▶ [Task inputs]:
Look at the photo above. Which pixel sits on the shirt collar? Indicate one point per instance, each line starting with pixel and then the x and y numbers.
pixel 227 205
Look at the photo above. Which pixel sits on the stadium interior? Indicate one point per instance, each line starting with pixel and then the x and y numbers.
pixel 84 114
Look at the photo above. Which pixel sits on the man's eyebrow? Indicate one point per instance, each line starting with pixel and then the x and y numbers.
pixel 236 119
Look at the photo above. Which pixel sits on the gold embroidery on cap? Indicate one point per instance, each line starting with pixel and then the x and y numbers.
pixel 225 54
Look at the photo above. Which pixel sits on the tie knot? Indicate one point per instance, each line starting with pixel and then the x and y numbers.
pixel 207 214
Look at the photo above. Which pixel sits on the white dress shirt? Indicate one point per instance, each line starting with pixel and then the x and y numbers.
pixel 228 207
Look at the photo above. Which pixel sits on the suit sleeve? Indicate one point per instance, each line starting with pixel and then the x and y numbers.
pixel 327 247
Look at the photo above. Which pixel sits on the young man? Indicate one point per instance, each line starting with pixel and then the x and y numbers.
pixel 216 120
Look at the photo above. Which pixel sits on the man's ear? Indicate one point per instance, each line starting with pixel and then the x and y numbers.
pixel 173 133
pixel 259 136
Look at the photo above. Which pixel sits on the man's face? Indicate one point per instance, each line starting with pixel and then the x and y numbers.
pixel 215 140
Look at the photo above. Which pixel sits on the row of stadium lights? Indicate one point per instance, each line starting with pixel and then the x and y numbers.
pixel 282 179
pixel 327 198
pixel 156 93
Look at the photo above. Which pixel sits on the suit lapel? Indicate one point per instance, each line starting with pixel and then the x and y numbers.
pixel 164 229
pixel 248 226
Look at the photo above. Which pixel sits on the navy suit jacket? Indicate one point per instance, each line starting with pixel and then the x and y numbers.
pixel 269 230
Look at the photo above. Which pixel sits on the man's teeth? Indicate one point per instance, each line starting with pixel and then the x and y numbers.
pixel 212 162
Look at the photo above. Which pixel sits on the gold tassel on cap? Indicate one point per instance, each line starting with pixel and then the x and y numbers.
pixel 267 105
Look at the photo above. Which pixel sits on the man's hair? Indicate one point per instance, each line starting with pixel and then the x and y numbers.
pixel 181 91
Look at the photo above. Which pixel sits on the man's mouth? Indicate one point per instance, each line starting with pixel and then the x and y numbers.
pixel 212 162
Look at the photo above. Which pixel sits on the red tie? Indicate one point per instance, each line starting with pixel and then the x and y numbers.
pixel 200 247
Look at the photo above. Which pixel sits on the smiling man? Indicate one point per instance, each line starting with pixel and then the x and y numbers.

▶ [Task brief]:
Your task is to return, exactly and on their own, the lines from the one containing "the man's hair?" through the last line of the listing.

▶ [Solution]:
Look at the photo above. Which pixel sits on the man's hair? Indicate one point per instance, each line starting with pixel and then the x and y numbers.
pixel 181 91
Look at the photo above. Which pixel sits on the man's mouth? Indicate one point per instance, each line starting with pixel and then the x and y numbers.
pixel 212 162
Look at the photo above. Which pixel sits on the red tie? Indicate one point per instance, each line starting with pixel and then the x and y numbers.
pixel 200 247
Look at the photo above. Which pixel sits on the smiling man? Indicate one point per instance, each line starting with pixel and then the x and y numbers.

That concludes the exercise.